_Task requirements_
Using the entries below, quote exactly the span of lines that begins with the line containing "background and give integer pixel coordinates." and ends with the final line.

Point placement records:
>> Begin
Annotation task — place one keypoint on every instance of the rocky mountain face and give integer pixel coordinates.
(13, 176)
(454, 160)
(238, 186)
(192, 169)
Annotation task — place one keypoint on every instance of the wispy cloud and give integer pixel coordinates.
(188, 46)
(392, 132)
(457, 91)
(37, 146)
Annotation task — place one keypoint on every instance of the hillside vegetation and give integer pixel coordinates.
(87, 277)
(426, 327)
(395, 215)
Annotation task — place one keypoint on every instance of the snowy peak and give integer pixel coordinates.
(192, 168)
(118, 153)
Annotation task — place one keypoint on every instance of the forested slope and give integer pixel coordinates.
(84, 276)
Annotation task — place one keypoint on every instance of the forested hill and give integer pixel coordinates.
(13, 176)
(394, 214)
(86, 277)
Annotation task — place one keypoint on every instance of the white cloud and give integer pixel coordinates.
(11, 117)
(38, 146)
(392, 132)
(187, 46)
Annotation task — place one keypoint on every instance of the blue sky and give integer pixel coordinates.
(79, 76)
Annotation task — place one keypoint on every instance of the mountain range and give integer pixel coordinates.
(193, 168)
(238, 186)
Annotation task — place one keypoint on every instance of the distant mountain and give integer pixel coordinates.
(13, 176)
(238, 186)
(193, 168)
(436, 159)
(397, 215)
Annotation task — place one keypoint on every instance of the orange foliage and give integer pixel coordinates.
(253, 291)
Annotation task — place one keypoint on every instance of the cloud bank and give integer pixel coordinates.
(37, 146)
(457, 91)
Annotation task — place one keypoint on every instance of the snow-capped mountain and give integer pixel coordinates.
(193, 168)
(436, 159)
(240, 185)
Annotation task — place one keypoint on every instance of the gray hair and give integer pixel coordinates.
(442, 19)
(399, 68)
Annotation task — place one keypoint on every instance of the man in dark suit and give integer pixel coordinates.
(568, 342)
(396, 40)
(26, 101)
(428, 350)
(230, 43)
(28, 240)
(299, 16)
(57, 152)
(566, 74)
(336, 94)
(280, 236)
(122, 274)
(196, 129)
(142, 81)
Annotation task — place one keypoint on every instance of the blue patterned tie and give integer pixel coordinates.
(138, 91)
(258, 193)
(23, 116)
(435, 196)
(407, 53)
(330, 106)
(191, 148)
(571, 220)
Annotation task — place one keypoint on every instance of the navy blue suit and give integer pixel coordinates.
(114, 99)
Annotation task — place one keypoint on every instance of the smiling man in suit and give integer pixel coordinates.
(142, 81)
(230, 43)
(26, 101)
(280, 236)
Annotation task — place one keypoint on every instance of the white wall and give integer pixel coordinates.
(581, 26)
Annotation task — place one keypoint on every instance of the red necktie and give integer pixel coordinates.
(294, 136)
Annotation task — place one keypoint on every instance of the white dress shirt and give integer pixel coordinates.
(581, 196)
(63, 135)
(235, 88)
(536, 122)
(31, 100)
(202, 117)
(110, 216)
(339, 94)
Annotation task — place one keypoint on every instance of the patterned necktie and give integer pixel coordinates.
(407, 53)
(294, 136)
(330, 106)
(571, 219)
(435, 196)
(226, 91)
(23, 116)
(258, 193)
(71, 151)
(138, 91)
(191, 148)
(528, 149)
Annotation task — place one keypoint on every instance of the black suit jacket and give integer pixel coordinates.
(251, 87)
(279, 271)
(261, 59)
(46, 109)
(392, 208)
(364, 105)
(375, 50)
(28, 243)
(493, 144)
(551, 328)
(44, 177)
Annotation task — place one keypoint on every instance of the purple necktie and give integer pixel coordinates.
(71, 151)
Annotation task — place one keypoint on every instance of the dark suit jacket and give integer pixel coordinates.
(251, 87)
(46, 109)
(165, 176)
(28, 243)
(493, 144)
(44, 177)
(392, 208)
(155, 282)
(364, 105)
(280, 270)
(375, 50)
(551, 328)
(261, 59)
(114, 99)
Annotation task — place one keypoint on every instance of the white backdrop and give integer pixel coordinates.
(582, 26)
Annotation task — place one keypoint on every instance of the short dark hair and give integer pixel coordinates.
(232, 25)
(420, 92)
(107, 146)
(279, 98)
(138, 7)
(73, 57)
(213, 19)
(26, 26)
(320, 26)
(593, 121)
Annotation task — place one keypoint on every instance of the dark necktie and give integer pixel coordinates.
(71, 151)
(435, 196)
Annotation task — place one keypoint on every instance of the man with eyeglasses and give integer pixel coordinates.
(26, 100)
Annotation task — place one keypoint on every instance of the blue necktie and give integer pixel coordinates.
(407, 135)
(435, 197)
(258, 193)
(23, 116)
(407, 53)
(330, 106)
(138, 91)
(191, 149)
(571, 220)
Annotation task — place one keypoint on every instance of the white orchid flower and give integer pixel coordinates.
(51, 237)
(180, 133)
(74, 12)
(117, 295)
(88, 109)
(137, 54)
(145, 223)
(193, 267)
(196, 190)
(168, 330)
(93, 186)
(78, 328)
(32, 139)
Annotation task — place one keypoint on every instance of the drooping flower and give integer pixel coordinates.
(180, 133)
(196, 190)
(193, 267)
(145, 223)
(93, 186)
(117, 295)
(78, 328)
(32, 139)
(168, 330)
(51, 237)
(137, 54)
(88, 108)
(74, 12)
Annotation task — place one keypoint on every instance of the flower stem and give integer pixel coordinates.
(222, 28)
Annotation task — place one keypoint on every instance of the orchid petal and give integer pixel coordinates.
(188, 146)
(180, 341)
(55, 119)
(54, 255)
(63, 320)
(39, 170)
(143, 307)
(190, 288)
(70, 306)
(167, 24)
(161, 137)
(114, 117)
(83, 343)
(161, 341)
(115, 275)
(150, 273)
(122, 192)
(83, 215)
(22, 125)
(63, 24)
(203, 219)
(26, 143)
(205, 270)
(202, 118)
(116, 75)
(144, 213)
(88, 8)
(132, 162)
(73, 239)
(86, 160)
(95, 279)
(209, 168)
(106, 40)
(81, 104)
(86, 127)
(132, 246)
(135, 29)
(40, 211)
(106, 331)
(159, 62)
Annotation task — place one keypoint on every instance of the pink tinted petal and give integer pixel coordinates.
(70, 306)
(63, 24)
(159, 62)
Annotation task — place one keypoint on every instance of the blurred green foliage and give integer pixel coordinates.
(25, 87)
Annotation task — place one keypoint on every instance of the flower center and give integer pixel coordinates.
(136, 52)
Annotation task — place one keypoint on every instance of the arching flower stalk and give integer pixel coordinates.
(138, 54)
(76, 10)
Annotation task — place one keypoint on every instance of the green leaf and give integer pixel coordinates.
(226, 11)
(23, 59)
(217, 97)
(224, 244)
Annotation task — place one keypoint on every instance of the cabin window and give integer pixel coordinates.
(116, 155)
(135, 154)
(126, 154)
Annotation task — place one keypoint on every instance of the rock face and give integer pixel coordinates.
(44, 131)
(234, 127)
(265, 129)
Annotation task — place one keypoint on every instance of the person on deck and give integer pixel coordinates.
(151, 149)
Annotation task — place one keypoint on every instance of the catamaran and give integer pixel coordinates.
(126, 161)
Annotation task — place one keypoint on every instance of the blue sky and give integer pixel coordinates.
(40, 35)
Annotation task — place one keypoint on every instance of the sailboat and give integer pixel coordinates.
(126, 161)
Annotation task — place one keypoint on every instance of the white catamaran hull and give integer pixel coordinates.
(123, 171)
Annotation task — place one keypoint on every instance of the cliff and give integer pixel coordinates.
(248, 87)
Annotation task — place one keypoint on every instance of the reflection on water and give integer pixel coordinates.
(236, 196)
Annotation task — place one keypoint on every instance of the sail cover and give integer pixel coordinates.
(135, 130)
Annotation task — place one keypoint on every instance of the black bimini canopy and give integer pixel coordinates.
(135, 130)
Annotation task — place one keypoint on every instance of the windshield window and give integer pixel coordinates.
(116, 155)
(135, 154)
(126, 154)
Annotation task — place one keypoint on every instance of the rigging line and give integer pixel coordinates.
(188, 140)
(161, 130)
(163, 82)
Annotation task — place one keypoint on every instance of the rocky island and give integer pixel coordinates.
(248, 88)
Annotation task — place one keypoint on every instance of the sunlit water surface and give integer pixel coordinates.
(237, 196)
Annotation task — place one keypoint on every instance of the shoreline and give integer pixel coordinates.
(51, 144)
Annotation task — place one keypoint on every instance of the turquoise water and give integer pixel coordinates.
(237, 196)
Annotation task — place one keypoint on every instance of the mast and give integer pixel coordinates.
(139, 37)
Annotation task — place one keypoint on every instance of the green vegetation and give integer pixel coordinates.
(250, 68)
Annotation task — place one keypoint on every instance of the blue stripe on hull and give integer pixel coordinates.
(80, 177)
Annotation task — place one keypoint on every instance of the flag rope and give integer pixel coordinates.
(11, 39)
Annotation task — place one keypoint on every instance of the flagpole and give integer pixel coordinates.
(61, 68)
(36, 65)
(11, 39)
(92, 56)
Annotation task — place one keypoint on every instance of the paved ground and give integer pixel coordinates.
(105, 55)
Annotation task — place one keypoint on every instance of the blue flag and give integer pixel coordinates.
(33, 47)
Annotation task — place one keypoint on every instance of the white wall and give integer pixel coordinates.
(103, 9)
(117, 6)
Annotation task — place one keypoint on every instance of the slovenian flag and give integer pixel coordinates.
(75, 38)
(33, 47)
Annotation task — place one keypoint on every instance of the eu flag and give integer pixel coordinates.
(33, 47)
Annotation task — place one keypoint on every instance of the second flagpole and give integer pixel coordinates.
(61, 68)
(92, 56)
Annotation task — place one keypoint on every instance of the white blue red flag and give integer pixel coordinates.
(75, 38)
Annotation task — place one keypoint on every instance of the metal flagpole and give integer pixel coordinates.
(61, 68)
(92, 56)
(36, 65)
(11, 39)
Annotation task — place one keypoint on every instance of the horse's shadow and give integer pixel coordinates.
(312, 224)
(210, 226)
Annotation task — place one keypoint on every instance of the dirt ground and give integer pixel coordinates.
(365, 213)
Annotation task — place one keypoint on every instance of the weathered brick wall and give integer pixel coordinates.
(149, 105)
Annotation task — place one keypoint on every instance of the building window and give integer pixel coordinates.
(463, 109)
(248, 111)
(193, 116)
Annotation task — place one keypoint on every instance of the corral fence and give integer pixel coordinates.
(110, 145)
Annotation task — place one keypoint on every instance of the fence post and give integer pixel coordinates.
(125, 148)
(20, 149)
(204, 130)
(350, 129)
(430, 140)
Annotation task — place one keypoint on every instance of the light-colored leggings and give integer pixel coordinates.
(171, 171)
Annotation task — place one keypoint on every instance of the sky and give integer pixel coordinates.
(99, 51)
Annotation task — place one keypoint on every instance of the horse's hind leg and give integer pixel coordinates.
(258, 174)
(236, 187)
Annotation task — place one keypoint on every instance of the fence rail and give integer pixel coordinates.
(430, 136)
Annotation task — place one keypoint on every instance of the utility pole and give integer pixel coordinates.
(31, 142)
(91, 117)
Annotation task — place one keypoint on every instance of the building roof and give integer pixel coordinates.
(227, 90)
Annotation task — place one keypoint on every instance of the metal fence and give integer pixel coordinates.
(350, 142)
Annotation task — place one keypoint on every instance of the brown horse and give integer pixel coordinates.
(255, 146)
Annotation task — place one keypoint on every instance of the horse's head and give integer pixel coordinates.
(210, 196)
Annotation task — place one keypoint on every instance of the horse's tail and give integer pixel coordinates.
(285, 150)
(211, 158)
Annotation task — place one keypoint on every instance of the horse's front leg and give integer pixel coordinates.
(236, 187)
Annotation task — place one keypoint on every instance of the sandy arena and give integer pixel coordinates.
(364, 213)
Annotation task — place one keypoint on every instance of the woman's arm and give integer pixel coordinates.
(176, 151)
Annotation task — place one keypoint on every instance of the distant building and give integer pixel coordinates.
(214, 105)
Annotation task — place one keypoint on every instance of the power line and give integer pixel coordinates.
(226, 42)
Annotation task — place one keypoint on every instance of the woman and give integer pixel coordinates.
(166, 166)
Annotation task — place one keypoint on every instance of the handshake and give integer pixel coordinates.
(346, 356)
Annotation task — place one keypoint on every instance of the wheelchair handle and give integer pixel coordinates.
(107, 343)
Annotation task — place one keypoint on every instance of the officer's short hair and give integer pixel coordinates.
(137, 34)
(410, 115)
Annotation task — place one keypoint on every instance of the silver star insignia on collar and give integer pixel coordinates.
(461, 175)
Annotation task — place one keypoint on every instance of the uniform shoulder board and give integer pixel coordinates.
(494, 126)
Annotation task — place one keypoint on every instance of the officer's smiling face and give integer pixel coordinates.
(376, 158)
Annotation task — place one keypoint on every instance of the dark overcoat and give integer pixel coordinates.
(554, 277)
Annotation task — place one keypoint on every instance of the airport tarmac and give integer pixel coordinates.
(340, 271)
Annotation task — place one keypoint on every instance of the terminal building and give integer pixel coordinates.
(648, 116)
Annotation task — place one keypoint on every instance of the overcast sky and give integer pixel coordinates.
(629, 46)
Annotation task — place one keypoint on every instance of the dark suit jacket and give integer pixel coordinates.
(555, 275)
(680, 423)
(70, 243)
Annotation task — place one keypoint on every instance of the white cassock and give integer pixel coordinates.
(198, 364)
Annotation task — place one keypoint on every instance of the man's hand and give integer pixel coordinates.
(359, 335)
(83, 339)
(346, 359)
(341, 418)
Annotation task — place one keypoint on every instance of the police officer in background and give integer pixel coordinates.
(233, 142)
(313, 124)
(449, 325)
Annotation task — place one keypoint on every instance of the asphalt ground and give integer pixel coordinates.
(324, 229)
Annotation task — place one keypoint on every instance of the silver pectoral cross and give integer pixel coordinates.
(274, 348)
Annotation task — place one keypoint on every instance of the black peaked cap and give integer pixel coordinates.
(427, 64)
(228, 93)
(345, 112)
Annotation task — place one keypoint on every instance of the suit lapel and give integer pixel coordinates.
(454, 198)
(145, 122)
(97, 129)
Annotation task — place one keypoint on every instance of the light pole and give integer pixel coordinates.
>> End
_Output of the task_
Annotation task — place one keypoint on every instance of the police officer in background and give integer pixel coordinates.
(233, 142)
(313, 124)
(449, 325)
Annotation task — place one keypoint on every instance of the asphalt ground and give integer pixel coordinates.
(324, 229)
Annotation task — place one keypoint on every instance of the silver pectoral cross and give integer pixel coordinates.
(274, 348)
Annotation task — place one keypoint on every instance of the black peaked cap and give integer pixel coordinates.
(427, 64)
(228, 93)
(345, 112)
Annotation task — place one keypoint on every instance of the suit lapel and give integer pixel coordinates.
(454, 198)
(145, 122)
(97, 129)
Annotation task — place one keypoint on every instance of the light pole and give integer pixel coordinates.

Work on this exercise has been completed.